==== Supplied text ====

One Syria related story that has popped up in the news in recent weeks is that of the plight of hundreds of thousands of refugees and displaced Syrians who have been fleeing the aerial strikes, barrel bombs and raining artillery shells by the advancing government troops in the renegade province of Idlib.
Since Damascus, aided by the Russians, launched a major air and ground campaign to recapture the last major rebel bastion, in breach of the limitations set out under the Sochi agreement signed by Russia, Turkey and Iran, the main victims have been civilians; many of whom had sought refuge in Idlib after fleeing other provinces in fear of regime retaliation.
There are an estimated four million people in Idlib today; at least a million of them have set up rudimentary camps near the closed Turkish border. As Turkish forces moved in, two weeks ago, to stop the advance of government troops, thousands of families huddled together near the border have been suffering under unbearable conditions, including bitter winter temperatures, inadequate shelters and lack of food and medicines. Last week The United Nations’ human rights chief, Michelle Bachelet, called the humanitarian catastrophe unfolding in Syria “cruel beyond belief.”
How Erdogan plays the refugee card
Turkey has closed its borders, saying that it can take no more refugees while trying to cope with an estimated four million who are already there. As tensions between Turkey and Europe escalated over Ankara’s controversial Idlib incursion, President Recep Tayyip Erdogan threatened to open the floodgates to millions of Syrian refugees seeking to enter Europe. Thousands of refugees were bused towards the Turkish-Greek land border but were denied entry. Greek anti-riot police attacked them with tear gas and even shot one refugee. The Greek navy prevented boats carrying refugees from Turkey to reach nearby Greek isles. One boy had drowned as the boat carrying him and his family capsized.
The Europeans and Turkey are using the refugee card as leverage in a bigger political game. And it’s not the first time that such a card has been used. Of Syria’s pre-2011 population of 22 million, no less than five million are now living as refugees in neighbouring countries with at least 13 million displaced living under precarious conditions inside Syria itself.

====

### [Exercise objective]
Could you quote the Idlib refugee article word for word, starting at "Since Damascus, aided" and running up to and including "of regime retaliation."?

==== Listed entries ====

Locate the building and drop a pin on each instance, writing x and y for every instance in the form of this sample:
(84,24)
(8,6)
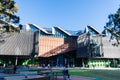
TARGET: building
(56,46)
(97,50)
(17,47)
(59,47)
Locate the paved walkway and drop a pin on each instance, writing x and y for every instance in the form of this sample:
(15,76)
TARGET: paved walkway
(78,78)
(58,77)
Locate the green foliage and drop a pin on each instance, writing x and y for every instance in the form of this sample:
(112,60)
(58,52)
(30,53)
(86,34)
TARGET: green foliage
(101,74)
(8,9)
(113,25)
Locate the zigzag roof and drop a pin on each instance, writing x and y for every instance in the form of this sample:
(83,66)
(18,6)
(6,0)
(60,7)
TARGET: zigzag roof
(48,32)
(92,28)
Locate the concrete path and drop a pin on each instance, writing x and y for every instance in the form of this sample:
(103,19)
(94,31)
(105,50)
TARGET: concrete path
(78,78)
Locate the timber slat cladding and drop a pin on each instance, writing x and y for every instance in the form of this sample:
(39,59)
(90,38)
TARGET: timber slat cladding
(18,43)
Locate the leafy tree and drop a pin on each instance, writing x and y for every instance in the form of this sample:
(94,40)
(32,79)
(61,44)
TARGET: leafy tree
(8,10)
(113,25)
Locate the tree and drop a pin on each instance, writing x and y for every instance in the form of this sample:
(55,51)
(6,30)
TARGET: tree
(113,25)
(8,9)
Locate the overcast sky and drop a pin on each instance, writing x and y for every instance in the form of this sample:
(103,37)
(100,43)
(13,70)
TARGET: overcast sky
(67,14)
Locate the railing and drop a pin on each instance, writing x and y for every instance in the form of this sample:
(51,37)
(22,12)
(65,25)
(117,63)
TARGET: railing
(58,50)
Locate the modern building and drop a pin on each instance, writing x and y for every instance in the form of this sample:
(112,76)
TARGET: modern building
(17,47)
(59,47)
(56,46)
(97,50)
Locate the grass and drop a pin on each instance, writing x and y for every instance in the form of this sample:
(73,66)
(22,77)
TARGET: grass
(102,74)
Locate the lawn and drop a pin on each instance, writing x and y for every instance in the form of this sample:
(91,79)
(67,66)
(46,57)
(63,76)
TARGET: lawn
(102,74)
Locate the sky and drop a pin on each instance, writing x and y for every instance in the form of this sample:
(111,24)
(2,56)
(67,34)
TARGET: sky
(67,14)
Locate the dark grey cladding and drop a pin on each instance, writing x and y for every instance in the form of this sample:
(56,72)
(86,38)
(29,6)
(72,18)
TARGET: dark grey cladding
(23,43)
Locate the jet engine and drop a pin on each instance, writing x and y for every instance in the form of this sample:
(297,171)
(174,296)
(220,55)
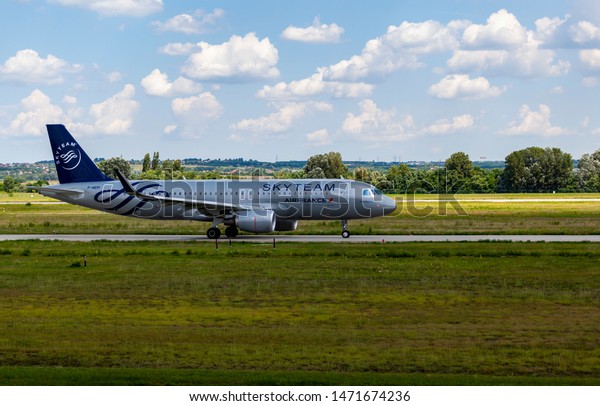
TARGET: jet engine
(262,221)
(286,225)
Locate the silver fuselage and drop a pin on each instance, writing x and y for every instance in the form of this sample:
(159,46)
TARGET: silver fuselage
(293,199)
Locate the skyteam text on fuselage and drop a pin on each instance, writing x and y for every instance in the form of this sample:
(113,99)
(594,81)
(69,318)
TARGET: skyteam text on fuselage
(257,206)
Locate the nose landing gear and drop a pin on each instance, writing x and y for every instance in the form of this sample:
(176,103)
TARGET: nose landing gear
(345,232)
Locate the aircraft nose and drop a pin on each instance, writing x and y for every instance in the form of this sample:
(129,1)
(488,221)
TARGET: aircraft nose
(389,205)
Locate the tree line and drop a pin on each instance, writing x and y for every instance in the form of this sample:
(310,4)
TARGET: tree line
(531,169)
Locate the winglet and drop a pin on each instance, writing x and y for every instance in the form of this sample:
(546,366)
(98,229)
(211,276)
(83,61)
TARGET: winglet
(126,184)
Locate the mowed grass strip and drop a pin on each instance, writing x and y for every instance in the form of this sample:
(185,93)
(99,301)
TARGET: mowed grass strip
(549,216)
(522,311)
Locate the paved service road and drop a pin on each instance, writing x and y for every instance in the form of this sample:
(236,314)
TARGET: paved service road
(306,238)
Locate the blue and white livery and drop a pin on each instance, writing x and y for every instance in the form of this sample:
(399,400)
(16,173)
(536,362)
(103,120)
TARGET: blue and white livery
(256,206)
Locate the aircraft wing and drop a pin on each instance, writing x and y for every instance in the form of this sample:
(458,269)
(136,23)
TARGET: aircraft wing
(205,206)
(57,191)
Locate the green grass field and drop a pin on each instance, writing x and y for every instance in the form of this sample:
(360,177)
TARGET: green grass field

====
==== Listed entries ====

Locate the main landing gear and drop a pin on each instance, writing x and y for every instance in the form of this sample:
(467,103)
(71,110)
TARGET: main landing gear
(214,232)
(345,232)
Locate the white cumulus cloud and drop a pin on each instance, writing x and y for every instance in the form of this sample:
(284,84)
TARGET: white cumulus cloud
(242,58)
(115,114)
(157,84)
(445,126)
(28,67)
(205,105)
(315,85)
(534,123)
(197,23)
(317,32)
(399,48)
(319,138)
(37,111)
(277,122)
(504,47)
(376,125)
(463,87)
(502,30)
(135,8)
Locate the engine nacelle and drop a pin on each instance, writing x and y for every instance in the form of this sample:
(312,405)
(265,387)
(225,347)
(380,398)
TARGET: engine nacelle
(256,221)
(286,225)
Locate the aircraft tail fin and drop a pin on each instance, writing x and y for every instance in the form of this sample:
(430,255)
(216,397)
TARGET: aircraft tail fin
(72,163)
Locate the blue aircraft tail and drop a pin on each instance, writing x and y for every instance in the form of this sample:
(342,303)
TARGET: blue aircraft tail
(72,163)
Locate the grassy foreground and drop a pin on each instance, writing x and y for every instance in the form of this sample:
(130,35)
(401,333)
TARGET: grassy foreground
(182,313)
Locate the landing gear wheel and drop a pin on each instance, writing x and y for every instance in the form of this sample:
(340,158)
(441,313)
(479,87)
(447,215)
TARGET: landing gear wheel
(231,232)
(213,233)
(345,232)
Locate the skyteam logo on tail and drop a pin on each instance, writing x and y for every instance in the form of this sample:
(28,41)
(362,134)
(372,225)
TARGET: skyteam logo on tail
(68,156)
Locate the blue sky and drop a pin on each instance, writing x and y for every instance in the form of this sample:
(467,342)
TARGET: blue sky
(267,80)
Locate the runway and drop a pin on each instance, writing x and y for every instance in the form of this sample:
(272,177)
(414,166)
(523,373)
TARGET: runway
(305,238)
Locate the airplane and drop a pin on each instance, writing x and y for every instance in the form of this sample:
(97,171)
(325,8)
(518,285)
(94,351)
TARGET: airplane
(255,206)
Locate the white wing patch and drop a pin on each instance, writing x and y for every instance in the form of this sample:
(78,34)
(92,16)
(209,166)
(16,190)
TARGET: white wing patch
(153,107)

====

### [Solution to the problem]
Since Damascus, aided by the Russians, launched a major air and ground campaign to recapture the last major rebel bastion, in breach of the limitations set out under the Sochi agreement signed by Russia, Turkey and Iran, the main victims have been civilians; many of whom had sought refuge in Idlib after fleeing other provinces in fear of regime retaliation.